→ Problem to solve: Only the lines from the top of the records below through the line containing "like [347, 249]." should be printed, exactly and without pictures.

━━━ The data ━━━

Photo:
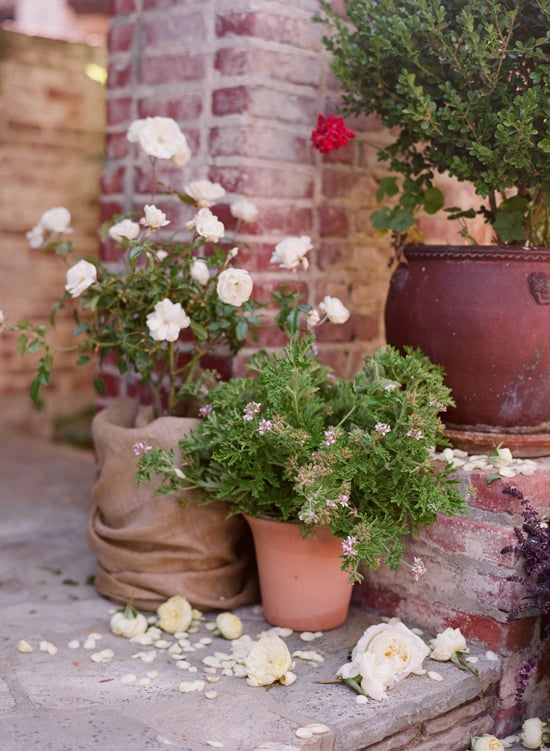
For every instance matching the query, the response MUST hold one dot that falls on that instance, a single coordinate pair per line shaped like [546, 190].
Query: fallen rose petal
[318, 728]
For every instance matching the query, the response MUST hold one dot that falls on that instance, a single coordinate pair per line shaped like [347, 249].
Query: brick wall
[245, 81]
[51, 152]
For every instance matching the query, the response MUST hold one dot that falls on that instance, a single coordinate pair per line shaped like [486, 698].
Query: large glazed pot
[483, 313]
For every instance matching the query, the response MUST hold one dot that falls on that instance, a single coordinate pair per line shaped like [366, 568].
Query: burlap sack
[148, 547]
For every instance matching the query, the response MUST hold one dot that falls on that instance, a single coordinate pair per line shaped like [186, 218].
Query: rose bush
[175, 295]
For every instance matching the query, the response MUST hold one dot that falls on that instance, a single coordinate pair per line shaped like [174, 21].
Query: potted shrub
[465, 86]
[310, 459]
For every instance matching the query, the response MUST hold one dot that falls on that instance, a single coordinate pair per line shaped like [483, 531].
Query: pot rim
[477, 252]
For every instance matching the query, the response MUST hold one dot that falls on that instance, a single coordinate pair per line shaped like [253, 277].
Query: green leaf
[99, 385]
[387, 187]
[401, 220]
[509, 226]
[200, 331]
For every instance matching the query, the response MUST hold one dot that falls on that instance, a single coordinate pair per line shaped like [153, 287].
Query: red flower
[331, 133]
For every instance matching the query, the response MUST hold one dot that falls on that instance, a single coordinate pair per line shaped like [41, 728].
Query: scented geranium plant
[175, 295]
[464, 87]
[293, 442]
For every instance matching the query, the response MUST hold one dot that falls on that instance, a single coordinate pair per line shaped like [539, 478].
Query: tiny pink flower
[140, 447]
[265, 426]
[348, 545]
[382, 428]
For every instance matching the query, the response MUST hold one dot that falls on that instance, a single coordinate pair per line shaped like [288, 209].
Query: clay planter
[148, 547]
[483, 313]
[301, 584]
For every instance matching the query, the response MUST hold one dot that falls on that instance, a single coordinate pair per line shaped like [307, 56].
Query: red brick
[117, 145]
[333, 221]
[112, 179]
[477, 540]
[187, 106]
[265, 25]
[121, 35]
[536, 488]
[261, 143]
[119, 110]
[121, 7]
[230, 101]
[163, 69]
[120, 74]
[264, 181]
[231, 61]
[169, 28]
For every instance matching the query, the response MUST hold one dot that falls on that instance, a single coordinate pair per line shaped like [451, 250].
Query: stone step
[66, 701]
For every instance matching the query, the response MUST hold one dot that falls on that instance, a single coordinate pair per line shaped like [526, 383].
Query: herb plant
[295, 443]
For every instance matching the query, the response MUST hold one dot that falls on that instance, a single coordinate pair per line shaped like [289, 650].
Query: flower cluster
[293, 442]
[173, 299]
[330, 134]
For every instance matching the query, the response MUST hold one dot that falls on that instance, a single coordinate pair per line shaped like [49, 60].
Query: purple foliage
[533, 545]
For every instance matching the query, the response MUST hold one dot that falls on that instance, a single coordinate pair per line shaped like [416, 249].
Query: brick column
[245, 81]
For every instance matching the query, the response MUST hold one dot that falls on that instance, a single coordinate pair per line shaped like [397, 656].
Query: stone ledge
[64, 701]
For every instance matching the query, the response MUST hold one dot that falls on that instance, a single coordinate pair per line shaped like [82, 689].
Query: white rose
[531, 733]
[334, 309]
[167, 320]
[200, 272]
[79, 277]
[234, 286]
[204, 193]
[126, 229]
[386, 653]
[244, 209]
[160, 137]
[229, 625]
[128, 623]
[35, 236]
[487, 743]
[290, 252]
[56, 220]
[154, 218]
[175, 614]
[268, 661]
[445, 644]
[207, 225]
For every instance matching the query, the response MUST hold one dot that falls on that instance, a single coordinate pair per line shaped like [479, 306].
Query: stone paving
[67, 702]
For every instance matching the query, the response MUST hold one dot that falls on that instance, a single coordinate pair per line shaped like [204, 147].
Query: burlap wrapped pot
[148, 547]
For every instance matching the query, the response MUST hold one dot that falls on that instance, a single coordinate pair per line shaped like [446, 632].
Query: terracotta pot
[483, 313]
[301, 583]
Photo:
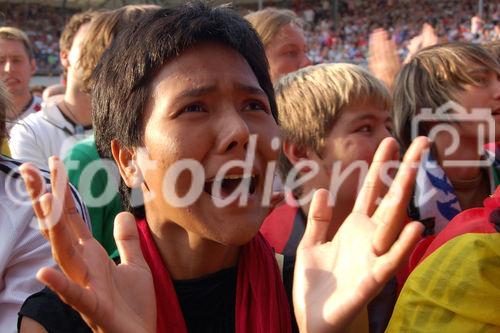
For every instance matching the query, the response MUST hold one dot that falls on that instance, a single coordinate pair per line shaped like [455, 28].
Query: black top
[208, 304]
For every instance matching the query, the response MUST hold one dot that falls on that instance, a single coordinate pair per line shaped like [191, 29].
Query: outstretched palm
[110, 298]
[335, 278]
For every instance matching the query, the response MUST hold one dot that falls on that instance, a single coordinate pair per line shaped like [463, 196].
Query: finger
[391, 213]
[76, 222]
[58, 183]
[35, 185]
[64, 244]
[373, 186]
[80, 298]
[318, 220]
[127, 239]
[276, 199]
[399, 252]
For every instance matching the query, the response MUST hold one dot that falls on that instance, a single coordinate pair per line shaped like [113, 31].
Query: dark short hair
[121, 83]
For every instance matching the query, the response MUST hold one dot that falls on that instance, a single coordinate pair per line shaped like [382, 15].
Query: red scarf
[261, 301]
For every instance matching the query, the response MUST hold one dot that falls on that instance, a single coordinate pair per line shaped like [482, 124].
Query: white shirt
[23, 249]
[44, 134]
[35, 106]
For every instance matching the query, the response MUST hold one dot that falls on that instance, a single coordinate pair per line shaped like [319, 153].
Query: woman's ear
[126, 160]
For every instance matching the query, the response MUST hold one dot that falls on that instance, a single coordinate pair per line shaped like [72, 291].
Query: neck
[467, 150]
[20, 103]
[76, 106]
[188, 256]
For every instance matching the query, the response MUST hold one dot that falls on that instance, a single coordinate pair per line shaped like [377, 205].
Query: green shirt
[91, 176]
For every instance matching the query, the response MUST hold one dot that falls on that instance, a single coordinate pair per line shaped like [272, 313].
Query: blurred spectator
[403, 20]
[43, 25]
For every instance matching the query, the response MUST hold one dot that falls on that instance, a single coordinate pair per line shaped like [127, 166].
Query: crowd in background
[43, 25]
[451, 20]
[328, 41]
[348, 42]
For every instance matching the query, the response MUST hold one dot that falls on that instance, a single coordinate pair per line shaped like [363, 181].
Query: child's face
[354, 138]
[287, 52]
[204, 106]
[484, 95]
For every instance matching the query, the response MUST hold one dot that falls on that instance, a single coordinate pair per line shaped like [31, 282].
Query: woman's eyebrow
[196, 92]
[250, 89]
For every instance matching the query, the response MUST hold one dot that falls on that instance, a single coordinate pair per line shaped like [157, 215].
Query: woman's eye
[365, 129]
[255, 106]
[481, 80]
[194, 108]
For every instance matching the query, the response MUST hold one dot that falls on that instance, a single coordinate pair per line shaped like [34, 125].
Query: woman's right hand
[110, 298]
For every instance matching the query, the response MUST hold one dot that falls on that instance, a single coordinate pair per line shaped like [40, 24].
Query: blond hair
[12, 33]
[268, 22]
[432, 78]
[103, 29]
[310, 100]
[72, 27]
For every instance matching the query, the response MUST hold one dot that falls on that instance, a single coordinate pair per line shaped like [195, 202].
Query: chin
[240, 234]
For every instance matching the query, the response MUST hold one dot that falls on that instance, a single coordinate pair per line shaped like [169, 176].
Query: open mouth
[229, 184]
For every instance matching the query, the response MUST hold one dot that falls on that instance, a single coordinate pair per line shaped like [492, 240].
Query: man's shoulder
[42, 122]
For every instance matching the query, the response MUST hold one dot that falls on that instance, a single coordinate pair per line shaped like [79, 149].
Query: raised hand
[335, 278]
[383, 59]
[426, 38]
[110, 298]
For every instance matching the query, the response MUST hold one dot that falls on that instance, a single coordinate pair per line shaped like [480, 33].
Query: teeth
[234, 177]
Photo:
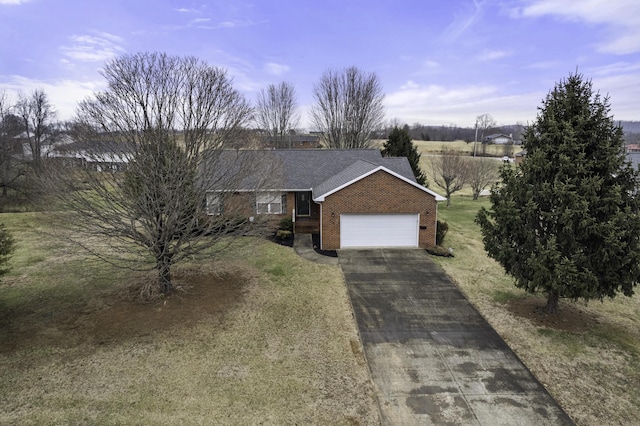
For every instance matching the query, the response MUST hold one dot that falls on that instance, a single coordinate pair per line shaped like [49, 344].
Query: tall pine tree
[399, 144]
[565, 222]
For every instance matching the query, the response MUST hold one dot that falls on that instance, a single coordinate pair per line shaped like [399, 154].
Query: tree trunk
[552, 302]
[163, 266]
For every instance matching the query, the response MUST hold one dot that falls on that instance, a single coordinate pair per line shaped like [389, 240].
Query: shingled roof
[320, 170]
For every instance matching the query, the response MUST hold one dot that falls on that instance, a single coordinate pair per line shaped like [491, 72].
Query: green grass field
[256, 336]
[588, 356]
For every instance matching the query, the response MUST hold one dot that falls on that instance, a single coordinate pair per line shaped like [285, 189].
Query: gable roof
[360, 170]
[322, 171]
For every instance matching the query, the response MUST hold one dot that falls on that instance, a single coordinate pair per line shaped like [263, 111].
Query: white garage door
[379, 230]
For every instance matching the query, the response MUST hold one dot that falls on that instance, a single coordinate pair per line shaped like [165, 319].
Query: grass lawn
[588, 355]
[260, 336]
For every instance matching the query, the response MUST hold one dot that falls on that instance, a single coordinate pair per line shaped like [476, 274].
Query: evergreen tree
[399, 144]
[565, 222]
[7, 247]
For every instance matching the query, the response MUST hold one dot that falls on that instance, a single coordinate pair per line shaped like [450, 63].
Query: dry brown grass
[588, 356]
[261, 337]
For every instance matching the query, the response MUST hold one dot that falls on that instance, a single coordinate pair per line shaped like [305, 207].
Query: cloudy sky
[440, 62]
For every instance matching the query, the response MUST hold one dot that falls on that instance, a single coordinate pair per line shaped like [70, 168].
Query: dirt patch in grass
[196, 298]
[569, 318]
[201, 296]
[259, 337]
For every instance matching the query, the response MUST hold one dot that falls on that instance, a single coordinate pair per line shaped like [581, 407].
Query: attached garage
[379, 230]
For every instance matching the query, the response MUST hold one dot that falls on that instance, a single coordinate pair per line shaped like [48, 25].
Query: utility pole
[475, 140]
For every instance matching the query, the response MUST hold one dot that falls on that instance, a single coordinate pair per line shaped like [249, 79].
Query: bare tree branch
[276, 112]
[38, 116]
[450, 171]
[482, 173]
[165, 120]
[348, 107]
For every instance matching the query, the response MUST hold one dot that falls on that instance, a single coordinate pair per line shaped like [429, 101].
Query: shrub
[440, 251]
[283, 234]
[7, 247]
[441, 231]
[286, 224]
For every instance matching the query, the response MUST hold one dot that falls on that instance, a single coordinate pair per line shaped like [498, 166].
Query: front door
[303, 203]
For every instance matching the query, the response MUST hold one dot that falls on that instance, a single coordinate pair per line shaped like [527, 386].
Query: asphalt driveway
[433, 358]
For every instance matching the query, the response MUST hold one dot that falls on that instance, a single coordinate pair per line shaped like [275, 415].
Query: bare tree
[482, 173]
[11, 169]
[38, 119]
[276, 112]
[165, 120]
[450, 171]
[484, 122]
[348, 107]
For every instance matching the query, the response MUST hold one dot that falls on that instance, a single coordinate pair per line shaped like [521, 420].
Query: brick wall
[379, 193]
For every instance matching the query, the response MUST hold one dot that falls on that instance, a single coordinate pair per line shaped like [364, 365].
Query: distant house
[297, 142]
[498, 139]
[351, 198]
[99, 156]
[634, 159]
[520, 156]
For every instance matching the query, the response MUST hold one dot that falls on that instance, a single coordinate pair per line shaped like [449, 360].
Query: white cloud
[442, 105]
[491, 55]
[276, 69]
[621, 19]
[93, 48]
[64, 95]
[462, 22]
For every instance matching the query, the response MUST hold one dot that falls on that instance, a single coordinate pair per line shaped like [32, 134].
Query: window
[214, 204]
[269, 203]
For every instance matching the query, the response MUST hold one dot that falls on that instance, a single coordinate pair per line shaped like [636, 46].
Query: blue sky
[439, 62]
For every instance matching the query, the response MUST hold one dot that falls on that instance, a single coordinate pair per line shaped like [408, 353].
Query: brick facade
[380, 192]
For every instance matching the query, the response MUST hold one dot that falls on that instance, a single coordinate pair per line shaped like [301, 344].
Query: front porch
[306, 226]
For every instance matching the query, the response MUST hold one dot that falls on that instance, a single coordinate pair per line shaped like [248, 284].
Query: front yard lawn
[261, 336]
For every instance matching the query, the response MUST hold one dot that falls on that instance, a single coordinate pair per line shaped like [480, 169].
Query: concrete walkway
[433, 358]
[303, 245]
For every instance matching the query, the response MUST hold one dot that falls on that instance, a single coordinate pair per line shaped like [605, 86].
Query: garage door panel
[379, 230]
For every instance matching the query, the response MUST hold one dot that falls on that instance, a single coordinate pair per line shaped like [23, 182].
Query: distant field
[434, 147]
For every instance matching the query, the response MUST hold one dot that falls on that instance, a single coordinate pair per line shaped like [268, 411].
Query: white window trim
[214, 204]
[271, 200]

━━━

→ Answer section:
Photo:
For every instance matching the query, the response MUST hold one dot that falls on that instance, a single coordinate pair per line shaped like [546, 190].
Query: fallen rose petal
[318, 728]
For every instance matching the query, the response MUST hold one dot that falls on that instance, a single coordinate pair per line shaped like [347, 249].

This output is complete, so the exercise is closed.